**What you will do**
Output every entry exactly as written, skipping any pictures.

=== Source records ===

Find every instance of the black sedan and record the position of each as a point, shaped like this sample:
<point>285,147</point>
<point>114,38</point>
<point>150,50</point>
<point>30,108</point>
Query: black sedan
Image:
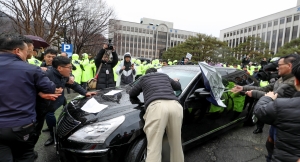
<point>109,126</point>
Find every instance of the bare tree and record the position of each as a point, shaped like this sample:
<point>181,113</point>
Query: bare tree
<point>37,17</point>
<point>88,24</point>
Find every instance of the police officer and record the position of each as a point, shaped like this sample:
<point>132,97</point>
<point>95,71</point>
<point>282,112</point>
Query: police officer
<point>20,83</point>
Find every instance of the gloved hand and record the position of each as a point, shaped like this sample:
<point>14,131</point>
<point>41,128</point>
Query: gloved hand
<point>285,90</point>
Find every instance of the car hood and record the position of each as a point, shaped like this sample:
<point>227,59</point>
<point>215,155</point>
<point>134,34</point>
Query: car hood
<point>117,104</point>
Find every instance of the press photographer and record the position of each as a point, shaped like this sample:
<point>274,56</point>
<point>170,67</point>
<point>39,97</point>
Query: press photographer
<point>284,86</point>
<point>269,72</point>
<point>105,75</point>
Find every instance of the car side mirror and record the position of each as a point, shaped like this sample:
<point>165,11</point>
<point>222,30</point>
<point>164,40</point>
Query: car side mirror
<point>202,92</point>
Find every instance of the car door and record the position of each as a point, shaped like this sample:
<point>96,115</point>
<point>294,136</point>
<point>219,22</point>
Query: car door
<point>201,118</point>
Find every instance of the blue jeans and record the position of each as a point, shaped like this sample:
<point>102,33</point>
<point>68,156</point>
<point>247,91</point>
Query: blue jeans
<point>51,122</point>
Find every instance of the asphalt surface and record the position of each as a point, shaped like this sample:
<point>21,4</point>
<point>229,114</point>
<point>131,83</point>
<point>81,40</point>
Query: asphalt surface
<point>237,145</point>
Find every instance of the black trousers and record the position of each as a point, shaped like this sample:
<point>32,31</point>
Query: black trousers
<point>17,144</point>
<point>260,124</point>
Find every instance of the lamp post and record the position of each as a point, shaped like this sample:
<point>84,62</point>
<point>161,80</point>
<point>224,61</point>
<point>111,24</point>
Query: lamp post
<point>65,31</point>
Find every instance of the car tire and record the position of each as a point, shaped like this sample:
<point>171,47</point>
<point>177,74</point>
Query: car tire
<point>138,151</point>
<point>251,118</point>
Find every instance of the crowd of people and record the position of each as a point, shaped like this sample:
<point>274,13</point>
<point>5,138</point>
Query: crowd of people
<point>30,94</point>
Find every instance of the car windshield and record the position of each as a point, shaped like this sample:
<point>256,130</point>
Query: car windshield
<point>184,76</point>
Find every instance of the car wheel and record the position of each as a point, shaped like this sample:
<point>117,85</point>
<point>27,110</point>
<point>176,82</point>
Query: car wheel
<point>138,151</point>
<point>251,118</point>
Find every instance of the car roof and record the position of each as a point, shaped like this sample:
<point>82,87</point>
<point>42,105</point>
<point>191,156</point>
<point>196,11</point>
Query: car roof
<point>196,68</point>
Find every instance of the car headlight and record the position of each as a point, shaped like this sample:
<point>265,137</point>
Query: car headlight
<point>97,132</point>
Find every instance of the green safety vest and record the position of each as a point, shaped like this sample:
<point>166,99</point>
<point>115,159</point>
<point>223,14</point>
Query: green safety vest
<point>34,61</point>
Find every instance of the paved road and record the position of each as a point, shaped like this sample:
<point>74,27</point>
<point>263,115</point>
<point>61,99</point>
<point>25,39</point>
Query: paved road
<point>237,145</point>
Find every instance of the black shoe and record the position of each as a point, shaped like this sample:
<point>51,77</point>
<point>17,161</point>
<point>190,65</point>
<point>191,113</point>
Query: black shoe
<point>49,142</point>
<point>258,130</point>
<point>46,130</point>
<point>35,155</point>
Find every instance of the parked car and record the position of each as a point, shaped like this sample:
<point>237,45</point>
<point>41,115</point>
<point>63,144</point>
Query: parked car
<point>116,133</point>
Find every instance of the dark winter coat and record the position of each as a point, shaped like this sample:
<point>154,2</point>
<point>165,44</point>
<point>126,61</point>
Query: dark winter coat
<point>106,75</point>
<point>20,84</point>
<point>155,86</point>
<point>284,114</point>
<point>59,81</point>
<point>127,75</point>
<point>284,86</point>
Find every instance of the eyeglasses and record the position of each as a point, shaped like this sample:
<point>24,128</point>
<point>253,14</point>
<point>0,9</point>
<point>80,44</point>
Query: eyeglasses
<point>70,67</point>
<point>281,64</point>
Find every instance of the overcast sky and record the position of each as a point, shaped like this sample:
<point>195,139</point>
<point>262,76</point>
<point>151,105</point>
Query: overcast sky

===

**Complete output**
Find every instance of the black sedan and record the position of each as a point, shaped like this sample:
<point>285,147</point>
<point>114,38</point>
<point>150,50</point>
<point>30,108</point>
Query: black sedan
Image:
<point>109,126</point>
Find every instance of the bare tree and record the position of each as a point, shaped like this sample:
<point>181,113</point>
Query: bare tree
<point>37,17</point>
<point>88,24</point>
Find every instance of the police officer and record the position of each as a point, shaped like this sample:
<point>132,97</point>
<point>95,71</point>
<point>282,112</point>
Query: police officer
<point>20,83</point>
Find every instance of the gloved hand and record the position of each as a point, shaped like this sample:
<point>14,131</point>
<point>41,128</point>
Query: gloved hand
<point>285,90</point>
Find every instance of the car hood and record the position of each as a point, shaped like this sample:
<point>227,59</point>
<point>215,155</point>
<point>134,34</point>
Query: car hood
<point>117,104</point>
Find every instance of the press photographer and record the position of each as a point, shaped like this sample:
<point>274,56</point>
<point>170,67</point>
<point>39,97</point>
Query: press photographer
<point>284,86</point>
<point>269,72</point>
<point>105,75</point>
Find every instance of the car side mirror and record the position of each as a point, shaped like this sample:
<point>165,11</point>
<point>222,30</point>
<point>164,40</point>
Query: car side mirror
<point>202,92</point>
Find every instance of the car door and record the position of each as a point, shaped like this sample:
<point>96,115</point>
<point>294,136</point>
<point>219,22</point>
Query: car door
<point>201,118</point>
Find every instance of the blue jeans and record the position of each as a point, shaped like this sample:
<point>102,33</point>
<point>68,156</point>
<point>247,91</point>
Query: blue jeans
<point>51,122</point>
Find every instance of the asphalt surface and record the position of each as a point, shaped like this sample:
<point>21,4</point>
<point>229,114</point>
<point>131,83</point>
<point>81,40</point>
Query: asphalt surface
<point>237,145</point>
Find every instance of the black trousers and record the position of each as a point, shaped like this sample:
<point>32,31</point>
Query: black trousers
<point>17,144</point>
<point>260,124</point>
Find every instance of the lamp post and record the position of each as a point, shaped like this sample:
<point>84,62</point>
<point>161,80</point>
<point>224,61</point>
<point>111,24</point>
Query: lamp post
<point>65,31</point>
Find every instance of the car tire and record the position of each as a point, shaped like this sample:
<point>171,47</point>
<point>177,74</point>
Query: car tire
<point>138,151</point>
<point>251,118</point>
Find every instance of the crowd of people and record the position of each as a point, shaped like this sample:
<point>274,13</point>
<point>5,138</point>
Query: crowd of people
<point>30,94</point>
Find every instance of the car windshield and record the position of each as a point, shaped like this sample:
<point>256,130</point>
Query: car windshield
<point>184,76</point>
Find every instance of the car wheel and record the position of each as a point, shaped like this sample:
<point>117,85</point>
<point>27,110</point>
<point>176,82</point>
Query: car wheel
<point>138,151</point>
<point>251,118</point>
Find every instance of the car roof and record the position of each as a point, shaped like this sample:
<point>82,87</point>
<point>42,105</point>
<point>191,156</point>
<point>196,11</point>
Query: car roof
<point>196,68</point>
Find every instance of the car headlight and record the position of each as a point, shaped like this sample:
<point>265,137</point>
Query: car headlight
<point>97,132</point>
Find every instance of the green safety vest and record the position of each as a point, shaped like this sample:
<point>166,99</point>
<point>115,159</point>
<point>223,14</point>
Query: green safety vest
<point>34,61</point>
Find every instance of the paved road and record the position of each as a point, shaped like this sample:
<point>74,27</point>
<point>263,115</point>
<point>61,99</point>
<point>25,39</point>
Query: paved road
<point>237,145</point>
Find every instance of the black shoe and record the position of each as a point, shaped like this sample:
<point>51,77</point>
<point>17,161</point>
<point>190,65</point>
<point>191,113</point>
Query: black shoe
<point>49,142</point>
<point>258,130</point>
<point>46,130</point>
<point>35,155</point>
Find every instance of the parked car and record the position of each as a point, shaped like this sample:
<point>237,45</point>
<point>41,115</point>
<point>63,144</point>
Query: parked car
<point>116,133</point>
Find every instance of the dark winter coat and record the position of each as a point, shaped like this sample:
<point>154,2</point>
<point>165,44</point>
<point>126,61</point>
Query: dark winter coat
<point>106,75</point>
<point>20,84</point>
<point>155,86</point>
<point>284,114</point>
<point>59,81</point>
<point>127,75</point>
<point>284,86</point>
Find every instance of the eyeglasses and record the position of each as a point, shaped like this sample:
<point>24,128</point>
<point>253,14</point>
<point>0,9</point>
<point>80,44</point>
Query: eyeglasses
<point>70,67</point>
<point>281,64</point>
Find every instance of the overcast sky and record the position of each as a point, shaped like this sample:
<point>195,139</point>
<point>262,76</point>
<point>151,105</point>
Query: overcast sky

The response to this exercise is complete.